*DOCUMENT PASSAGE:*
------------------------

As with the sales floor centerpiece capable bongs were few. Small dab rigs4 dominated clustered around rosin presses used to discard the plant matter found in cannabis flowers leaving psychotropic resins for consumption.5
A burger and fries with mustard.
As the weekend went on I'd walk, get fed up with retards and leave for air. Come back, get fed up with retards, and repeat. Saturday afternoon for far too long the stage was occupied by a group of girls in a group composed of nothing but saxophones. In a suburban area with ambient road noise leaking in, a music group composed of nothing but saxophones on microphones is torture.

------------------------

Saved entries:
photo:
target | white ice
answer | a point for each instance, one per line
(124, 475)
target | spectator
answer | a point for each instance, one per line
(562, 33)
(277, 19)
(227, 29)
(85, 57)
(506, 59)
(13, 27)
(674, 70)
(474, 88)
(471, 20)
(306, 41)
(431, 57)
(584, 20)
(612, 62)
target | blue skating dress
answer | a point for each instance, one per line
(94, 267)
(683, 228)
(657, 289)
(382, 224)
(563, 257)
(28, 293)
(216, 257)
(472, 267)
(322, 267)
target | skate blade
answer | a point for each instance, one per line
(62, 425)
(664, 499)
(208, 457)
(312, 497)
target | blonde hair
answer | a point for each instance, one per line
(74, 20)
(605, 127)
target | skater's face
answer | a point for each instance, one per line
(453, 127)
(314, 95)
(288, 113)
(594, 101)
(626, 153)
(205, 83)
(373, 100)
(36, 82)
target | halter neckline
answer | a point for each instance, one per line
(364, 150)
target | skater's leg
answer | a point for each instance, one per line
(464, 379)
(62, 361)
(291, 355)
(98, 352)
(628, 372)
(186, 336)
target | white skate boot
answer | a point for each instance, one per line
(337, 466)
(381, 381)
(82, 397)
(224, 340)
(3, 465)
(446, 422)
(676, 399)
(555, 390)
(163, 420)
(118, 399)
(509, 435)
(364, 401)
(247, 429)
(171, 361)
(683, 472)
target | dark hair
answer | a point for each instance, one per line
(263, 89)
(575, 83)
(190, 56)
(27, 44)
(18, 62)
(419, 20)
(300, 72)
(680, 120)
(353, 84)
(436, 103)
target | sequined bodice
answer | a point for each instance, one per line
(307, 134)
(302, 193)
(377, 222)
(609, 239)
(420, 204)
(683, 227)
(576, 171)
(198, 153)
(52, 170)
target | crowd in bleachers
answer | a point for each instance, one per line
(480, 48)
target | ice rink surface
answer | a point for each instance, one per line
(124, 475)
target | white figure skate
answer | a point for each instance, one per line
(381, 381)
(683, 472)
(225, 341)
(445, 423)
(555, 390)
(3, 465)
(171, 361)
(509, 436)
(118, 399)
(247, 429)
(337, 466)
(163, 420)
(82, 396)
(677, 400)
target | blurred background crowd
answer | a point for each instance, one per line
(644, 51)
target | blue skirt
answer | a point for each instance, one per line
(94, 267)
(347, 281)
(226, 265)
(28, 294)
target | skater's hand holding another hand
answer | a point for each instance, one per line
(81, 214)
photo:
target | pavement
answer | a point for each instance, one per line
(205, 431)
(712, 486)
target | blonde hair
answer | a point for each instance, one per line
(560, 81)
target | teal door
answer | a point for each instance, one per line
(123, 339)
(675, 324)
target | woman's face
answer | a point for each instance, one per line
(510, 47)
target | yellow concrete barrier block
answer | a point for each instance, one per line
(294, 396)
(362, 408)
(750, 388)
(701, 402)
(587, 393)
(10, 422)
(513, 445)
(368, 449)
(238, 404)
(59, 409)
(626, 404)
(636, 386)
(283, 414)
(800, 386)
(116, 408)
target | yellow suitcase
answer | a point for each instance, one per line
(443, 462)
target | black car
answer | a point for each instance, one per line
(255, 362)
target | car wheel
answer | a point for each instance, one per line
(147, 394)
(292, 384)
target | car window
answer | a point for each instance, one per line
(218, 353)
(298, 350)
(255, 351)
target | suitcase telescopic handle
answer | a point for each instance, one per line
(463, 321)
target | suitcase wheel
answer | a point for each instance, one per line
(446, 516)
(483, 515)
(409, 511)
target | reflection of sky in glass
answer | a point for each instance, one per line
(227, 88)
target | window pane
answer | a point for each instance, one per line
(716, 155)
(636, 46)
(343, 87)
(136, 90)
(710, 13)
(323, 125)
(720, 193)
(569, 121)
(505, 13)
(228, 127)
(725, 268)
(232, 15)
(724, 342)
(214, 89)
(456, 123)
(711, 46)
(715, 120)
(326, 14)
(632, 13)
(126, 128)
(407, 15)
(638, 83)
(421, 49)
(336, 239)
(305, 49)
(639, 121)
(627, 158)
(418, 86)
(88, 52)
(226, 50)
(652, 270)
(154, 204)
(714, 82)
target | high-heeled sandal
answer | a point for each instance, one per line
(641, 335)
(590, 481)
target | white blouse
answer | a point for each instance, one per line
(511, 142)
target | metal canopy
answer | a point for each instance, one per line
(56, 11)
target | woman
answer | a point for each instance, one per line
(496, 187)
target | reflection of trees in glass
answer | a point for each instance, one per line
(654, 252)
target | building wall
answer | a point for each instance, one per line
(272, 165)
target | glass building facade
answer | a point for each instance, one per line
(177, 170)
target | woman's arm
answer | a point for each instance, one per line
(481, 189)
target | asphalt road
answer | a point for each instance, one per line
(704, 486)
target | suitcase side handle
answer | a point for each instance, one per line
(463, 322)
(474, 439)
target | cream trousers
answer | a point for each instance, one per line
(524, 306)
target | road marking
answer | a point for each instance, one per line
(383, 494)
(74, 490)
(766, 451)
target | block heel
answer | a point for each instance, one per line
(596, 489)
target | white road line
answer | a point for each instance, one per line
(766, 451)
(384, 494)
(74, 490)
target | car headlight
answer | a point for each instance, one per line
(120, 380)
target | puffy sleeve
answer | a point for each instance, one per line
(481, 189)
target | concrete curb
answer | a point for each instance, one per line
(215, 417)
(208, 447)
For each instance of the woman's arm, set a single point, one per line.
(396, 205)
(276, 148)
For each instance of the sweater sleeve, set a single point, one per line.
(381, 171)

------------------------

*TASKS FOR THIS EXERCISE:*
1. Reproduce the stretch of the passage from "As the weekend" through "microphones is torture.".
2. According to the passage, what occupied the stage on Saturday afternoon?

*RESPONSES PER TASK:*
1.
As the weekend went on I'd walk, get fed up with retards and leave for air. Come back, get fed up with retards, and repeat. Saturday afternoon for far too long the stage was occupied by a group of girls in a group composed of nothing but saxophones. In a suburban area with ambient road noise leaking in, a music group composed of nothing but saxophones on microphones is torture.

2. A group of girls in a group composed of nothing but saxophones.